TASK INSTRUCTIONS -
Exact copies of all the records are to be output.

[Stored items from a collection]
'''
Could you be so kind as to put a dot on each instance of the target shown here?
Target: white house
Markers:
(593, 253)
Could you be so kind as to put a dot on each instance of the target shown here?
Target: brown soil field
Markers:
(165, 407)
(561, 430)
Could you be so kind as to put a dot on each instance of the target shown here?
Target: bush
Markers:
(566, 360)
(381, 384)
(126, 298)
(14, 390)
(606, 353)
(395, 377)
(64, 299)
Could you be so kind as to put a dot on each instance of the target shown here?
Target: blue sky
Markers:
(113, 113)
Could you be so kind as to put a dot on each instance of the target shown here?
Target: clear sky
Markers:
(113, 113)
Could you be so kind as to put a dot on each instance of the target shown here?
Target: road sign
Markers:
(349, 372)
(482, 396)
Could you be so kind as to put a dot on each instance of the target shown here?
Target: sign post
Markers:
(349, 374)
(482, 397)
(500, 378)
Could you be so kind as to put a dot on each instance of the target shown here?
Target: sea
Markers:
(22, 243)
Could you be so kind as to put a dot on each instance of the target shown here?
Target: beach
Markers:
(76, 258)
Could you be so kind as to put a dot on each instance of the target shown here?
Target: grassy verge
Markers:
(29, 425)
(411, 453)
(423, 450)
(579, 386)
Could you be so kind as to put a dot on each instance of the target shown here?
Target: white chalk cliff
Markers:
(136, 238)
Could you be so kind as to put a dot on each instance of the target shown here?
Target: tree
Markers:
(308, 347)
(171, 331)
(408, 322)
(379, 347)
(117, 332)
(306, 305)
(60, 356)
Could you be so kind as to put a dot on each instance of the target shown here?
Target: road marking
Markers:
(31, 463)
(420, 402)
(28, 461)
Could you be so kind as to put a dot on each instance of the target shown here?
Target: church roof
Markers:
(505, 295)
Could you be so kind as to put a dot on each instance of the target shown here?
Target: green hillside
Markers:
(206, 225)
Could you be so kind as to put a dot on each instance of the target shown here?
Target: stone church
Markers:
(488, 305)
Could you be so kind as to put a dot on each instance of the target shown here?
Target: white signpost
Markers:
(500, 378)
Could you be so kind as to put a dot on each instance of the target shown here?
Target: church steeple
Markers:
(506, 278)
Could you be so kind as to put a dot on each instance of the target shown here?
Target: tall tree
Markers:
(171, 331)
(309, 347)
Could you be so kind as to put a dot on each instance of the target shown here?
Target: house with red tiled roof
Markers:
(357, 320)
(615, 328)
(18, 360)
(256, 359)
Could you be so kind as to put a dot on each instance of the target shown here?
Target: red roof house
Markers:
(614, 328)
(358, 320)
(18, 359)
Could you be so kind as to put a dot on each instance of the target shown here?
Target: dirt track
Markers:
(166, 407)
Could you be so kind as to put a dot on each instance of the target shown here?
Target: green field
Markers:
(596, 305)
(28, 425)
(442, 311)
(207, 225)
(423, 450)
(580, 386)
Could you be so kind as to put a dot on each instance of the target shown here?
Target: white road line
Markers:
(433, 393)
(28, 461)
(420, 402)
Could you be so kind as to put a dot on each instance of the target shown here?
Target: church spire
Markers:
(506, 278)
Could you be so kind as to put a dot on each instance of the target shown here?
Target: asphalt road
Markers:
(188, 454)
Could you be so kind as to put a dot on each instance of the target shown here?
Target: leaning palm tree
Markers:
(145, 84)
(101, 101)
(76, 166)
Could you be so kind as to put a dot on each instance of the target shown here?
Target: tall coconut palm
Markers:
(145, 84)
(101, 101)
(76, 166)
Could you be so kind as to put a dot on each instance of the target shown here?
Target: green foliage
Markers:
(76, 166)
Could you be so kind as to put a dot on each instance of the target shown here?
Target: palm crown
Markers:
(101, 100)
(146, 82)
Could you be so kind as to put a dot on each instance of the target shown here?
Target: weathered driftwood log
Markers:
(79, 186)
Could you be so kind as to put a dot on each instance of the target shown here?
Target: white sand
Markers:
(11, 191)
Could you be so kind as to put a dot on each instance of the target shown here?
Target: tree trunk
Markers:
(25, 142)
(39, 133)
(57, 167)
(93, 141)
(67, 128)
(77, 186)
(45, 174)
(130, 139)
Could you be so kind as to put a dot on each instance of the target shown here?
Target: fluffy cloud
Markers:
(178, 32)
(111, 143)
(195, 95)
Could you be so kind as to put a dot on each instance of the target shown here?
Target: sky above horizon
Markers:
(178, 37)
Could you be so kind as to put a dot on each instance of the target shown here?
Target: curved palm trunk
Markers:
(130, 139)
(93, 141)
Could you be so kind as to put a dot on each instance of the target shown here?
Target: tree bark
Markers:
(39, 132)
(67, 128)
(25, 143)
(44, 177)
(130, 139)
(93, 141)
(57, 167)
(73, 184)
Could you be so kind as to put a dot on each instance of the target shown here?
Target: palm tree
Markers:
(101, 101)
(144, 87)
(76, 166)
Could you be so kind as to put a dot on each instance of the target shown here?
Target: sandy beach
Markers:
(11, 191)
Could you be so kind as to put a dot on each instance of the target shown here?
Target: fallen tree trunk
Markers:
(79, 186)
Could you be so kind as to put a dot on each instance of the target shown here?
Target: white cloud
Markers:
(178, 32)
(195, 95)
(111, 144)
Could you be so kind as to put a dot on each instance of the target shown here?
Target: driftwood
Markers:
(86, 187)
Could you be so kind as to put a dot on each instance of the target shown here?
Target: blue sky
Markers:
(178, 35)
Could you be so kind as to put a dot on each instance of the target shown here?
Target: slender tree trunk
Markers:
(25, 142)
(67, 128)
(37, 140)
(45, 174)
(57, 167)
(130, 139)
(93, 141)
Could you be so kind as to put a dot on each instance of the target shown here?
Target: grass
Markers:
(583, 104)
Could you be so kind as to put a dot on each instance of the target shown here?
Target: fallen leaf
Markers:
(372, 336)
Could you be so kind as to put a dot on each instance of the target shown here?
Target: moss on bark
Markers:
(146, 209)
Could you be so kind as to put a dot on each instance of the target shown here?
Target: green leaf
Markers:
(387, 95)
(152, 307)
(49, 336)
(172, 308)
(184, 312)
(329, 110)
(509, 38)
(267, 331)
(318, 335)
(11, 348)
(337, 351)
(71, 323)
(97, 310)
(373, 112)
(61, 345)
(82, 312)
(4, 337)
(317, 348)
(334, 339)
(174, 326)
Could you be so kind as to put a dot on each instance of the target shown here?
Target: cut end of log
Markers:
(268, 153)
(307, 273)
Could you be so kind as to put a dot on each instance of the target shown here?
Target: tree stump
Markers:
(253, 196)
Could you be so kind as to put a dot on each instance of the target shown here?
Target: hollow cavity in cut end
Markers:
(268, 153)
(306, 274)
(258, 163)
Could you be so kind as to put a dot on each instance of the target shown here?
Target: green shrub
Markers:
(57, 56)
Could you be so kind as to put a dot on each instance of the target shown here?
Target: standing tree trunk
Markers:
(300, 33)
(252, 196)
'''
TASK ANSWER -
Could you be so kind as to put a dot on each instance of the target shown here?
Target: white house
Markers:
(593, 253)
Could you be so kind as to put a dot on each instance of the target shown here?
Target: brown soil field
Markers:
(165, 407)
(561, 430)
Could you be so kind as to put a dot on each instance of the target shown here?
Target: bush
Markers:
(566, 360)
(381, 384)
(126, 298)
(14, 390)
(606, 353)
(395, 377)
(64, 299)
Could you be so kind as to put a dot on each instance of the target shown here?
Target: blue sky
Markers:
(113, 113)
Could you be so kind as to put a dot on each instance of the target shown here?
Target: clear sky
Markers:
(113, 113)
Could you be so kind as to put a dot on each instance of the target shown here?
Target: road sign
Markers:
(349, 372)
(482, 396)
Could you be so kind as to put a dot on each instance of the target shown here?
Target: sign post
Markers:
(349, 374)
(482, 397)
(500, 378)
Could you be so kind as to put a dot on each instance of the target shown here?
Target: sea
Markers:
(22, 243)
Could you be so kind as to put a dot on each instance of the target shown here?
Target: beach
Markers:
(76, 258)
Could you be so kind as to put a dot on each instance of the target shown here?
Target: grassy verge
Markers:
(29, 425)
(411, 453)
(423, 450)
(579, 386)
Could you be so kind as to put a dot on each instance of the target shown here?
Target: white chalk cliff
Markers:
(136, 238)
Could you be so kind as to put a dot on each instance of the target shown here?
Target: tree
Markers:
(308, 347)
(171, 331)
(408, 322)
(379, 347)
(117, 332)
(306, 305)
(60, 356)
Could you be so kind as to put a dot on each instance of the target shown here?
Target: road marking
Markers:
(31, 463)
(420, 402)
(28, 461)
Could you be so kind as to put a dot on each instance of the target shown here?
Target: church roof
Markers:
(505, 295)
Could you be so kind as to put a dot on each instance of the target shown here?
Target: green hillside
Markers:
(206, 225)
Could you be so kind as to put a dot on each instance of the target shown here?
Target: stone church
Markers:
(488, 305)
Could you be so kind as to put a dot on each instance of the target shown here?
Target: white signpost
Markers:
(500, 378)
Could you be so kind as to put a dot on each instance of the target shown here?
Target: church steeple
Markers:
(506, 278)
Could you be so kind as to put a dot on each instance of the target shown here?
Target: tall tree
Markers:
(171, 331)
(309, 347)
Could you be so kind as to put a dot on each instance of the target shown here?
Target: house with red tiled roof
Markers:
(357, 320)
(615, 328)
(18, 360)
(256, 359)
Could you be so kind as to put a dot on each instance of the target shown here?
Target: red roof house
Markers:
(614, 328)
(358, 320)
(18, 359)
Could you be so kind as to put a dot on each instance of the target shown here?
Target: dirt track
Markers:
(166, 407)
Could you be so kind as to put a dot on each instance of the target shown here?
Target: green field
Markers:
(596, 305)
(28, 425)
(442, 311)
(207, 225)
(423, 450)
(580, 386)
Could you be so kind as to put a dot on each instance of the target shown here?
Target: white road line
Markers:
(433, 393)
(28, 461)
(420, 402)
Could you be so kind as to put a dot on each instance of the target shown here?
Target: church spire
Markers:
(506, 278)
Could you be so kind as to put a dot on each instance of the target shown here?
Target: asphalt road
Markers:
(188, 454)
Could you be so kind as to put a dot on each instance of the target shown here?
Target: leaning palm tree
Markers:
(145, 84)
(101, 101)
(76, 166)
Could you be so kind as to put a dot on each instance of the target shown here?
Target: tall coconut palm
Markers:
(145, 84)
(101, 101)
(76, 166)
Could you be so kind as to put a dot on each instance of the target shown here?
Target: green foliage
Markers:
(76, 166)
Could you be so kind as to put a dot on each instance of the target shown here?
Target: palm crown
Markers:
(101, 100)
(146, 82)
Could you be so kind as to put a dot on each instance of the target shown here?
Target: weathered driftwood log
Markers:
(79, 186)
Could you be so kind as to put a dot on each instance of the target shown here?
Target: white sand
Markers:
(11, 191)
Could you be so kind as to put a dot on each instance of the target shown here?
Target: tree trunk
Markers:
(25, 142)
(39, 133)
(57, 167)
(93, 141)
(67, 128)
(77, 186)
(45, 174)
(130, 139)
Could you be so kind as to put a dot on each instance of the target shown here?
Target: fluffy cloud
Markers:
(178, 32)
(111, 143)
(195, 95)
Could you be so kind as to put a dot on each instance of the target shown here?
Target: sky above horizon
Markers:
(178, 37)
Could you be so kind as to put a dot on each instance of the target shown here?
Target: curved palm trunk
Markers:
(130, 139)
(93, 141)
Could you be so kind as to put a dot on each instance of the target shown here?
Target: tree bark
Markers:
(39, 132)
(67, 128)
(25, 143)
(44, 177)
(130, 139)
(93, 141)
(57, 167)
(73, 184)
Could you be so kind as to put a dot on each instance of the target shown here?
Target: palm tree
Markers:
(101, 101)
(144, 87)
(76, 166)
Could you be so kind as to put a dot on each instance of the target shown here?
Target: sandy beach
Markers:
(11, 191)
Could you be so kind as to put a dot on each instance of the target shown here?
Target: fallen tree trunk
Markers:
(79, 186)
Could you be so kind as to put a dot on each instance of the target shown here?
Target: white cloud
Markers:
(178, 32)
(195, 95)
(111, 144)
Could you be so kind as to put a dot on each instance of the target shown here?
Target: driftwood
Markers:
(86, 187)
Could you be so kind as to put a dot on each instance of the target shown here?
Target: blue sky
Markers:
(178, 35)
Could you be so kind as to put a dot on each instance of the target shown here?
Target: slender tree trunk
Markers:
(25, 142)
(67, 128)
(37, 140)
(45, 174)
(57, 167)
(130, 139)
(93, 141)
Could you be so kind as to put a dot on each instance of the target shown here?
Target: grass
Markers:
(583, 104)
Could you be so kind as to put a dot on each instance of the target shown here?
Target: fallen leaf
Markers:
(372, 336)
Could you be so kind as to put a dot on each instance of the target shown here?
Target: moss on bark
Markers:
(146, 209)
Could you be so kind as to put a dot on each instance of the target shown here?
Target: green leaf
Markers:
(387, 95)
(152, 307)
(49, 336)
(172, 308)
(184, 312)
(329, 110)
(509, 38)
(267, 331)
(318, 335)
(11, 348)
(337, 351)
(71, 323)
(97, 310)
(373, 112)
(61, 345)
(82, 312)
(4, 337)
(317, 348)
(334, 339)
(174, 326)
Could you be so kind as to put a dot on each instance of the target shown here?
Target: cut end of log
Markers:
(268, 153)
(307, 273)
Could you be so kind as to put a dot on each instance of the target shown here?
Target: tree stump
Markers:
(253, 196)
Could you be so kind as to put a dot on each instance of the target shown here?
Target: hollow cavity in cut end
Markers:
(268, 153)
(306, 274)
(258, 163)
Could you be so kind as to put a dot on each instance of the target shown here?
Target: green shrub
Markers:
(57, 56)
Could you be so kind as to put a dot on each instance of the target shown here?
Target: standing tree trunk
Markers:
(300, 33)
(252, 196)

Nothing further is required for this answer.